Check each line below for the word "approximate", then please report how many lines have it and nothing more.

● Available data
·····
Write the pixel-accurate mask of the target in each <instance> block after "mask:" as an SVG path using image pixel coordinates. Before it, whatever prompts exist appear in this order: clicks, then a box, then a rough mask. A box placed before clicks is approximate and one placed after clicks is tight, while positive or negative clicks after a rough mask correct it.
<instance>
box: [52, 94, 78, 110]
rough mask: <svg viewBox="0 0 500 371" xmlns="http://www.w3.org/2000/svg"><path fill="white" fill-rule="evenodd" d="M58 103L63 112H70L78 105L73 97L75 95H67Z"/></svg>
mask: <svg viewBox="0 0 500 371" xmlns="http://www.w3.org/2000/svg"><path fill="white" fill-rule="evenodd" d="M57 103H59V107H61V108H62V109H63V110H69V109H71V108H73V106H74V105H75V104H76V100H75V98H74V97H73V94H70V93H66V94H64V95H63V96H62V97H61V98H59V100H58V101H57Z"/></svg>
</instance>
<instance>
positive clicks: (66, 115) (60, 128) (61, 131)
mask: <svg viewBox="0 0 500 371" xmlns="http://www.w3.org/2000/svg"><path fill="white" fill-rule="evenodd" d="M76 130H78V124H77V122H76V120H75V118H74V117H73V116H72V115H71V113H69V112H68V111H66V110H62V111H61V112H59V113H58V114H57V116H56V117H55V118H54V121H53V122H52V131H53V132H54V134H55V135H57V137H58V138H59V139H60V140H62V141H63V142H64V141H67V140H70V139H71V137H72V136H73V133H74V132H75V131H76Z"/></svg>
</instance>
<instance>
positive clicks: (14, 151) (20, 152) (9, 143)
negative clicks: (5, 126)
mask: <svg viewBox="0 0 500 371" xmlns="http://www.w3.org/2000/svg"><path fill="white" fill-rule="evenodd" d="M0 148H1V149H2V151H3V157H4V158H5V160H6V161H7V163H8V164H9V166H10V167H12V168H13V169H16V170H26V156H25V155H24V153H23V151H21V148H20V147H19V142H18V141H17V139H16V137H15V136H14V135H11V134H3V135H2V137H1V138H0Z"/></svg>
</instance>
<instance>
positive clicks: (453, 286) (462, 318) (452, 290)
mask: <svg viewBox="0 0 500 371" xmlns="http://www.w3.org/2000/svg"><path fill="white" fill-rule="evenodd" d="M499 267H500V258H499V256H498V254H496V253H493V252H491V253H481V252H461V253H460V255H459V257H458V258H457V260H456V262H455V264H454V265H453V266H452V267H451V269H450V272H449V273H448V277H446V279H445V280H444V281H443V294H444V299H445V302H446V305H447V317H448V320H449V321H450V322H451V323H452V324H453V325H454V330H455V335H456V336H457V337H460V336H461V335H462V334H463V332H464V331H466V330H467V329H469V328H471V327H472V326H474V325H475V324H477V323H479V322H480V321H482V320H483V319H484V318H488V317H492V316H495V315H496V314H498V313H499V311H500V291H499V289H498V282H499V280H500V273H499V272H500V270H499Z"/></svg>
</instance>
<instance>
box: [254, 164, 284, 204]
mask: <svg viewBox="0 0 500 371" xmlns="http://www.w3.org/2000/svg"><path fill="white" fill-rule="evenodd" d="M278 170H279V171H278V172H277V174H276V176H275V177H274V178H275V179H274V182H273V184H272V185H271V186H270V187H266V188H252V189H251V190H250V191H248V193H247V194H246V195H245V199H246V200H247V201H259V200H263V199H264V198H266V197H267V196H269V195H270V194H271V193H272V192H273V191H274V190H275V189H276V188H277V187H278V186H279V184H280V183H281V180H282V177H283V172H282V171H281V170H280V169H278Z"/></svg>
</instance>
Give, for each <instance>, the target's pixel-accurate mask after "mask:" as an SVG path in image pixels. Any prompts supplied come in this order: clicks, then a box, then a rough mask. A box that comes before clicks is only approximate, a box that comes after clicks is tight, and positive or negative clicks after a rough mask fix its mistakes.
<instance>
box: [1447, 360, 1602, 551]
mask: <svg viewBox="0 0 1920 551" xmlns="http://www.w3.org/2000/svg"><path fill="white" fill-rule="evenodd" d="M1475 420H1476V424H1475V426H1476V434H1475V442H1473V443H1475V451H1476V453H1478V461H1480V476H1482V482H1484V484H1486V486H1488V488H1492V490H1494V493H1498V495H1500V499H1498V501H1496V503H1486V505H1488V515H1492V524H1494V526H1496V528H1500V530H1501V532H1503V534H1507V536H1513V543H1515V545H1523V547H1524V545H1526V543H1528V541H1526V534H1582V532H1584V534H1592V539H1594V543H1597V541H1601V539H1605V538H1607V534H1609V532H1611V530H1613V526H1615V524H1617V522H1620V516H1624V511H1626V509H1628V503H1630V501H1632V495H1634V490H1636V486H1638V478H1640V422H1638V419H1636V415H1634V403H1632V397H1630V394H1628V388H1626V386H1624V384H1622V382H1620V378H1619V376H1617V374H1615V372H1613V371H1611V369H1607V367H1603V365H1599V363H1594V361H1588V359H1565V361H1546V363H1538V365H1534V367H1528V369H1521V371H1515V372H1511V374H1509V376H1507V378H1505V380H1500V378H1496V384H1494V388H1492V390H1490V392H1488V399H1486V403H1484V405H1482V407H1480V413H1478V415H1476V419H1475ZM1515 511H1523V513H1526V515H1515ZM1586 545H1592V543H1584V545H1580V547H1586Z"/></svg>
·····
● Response
2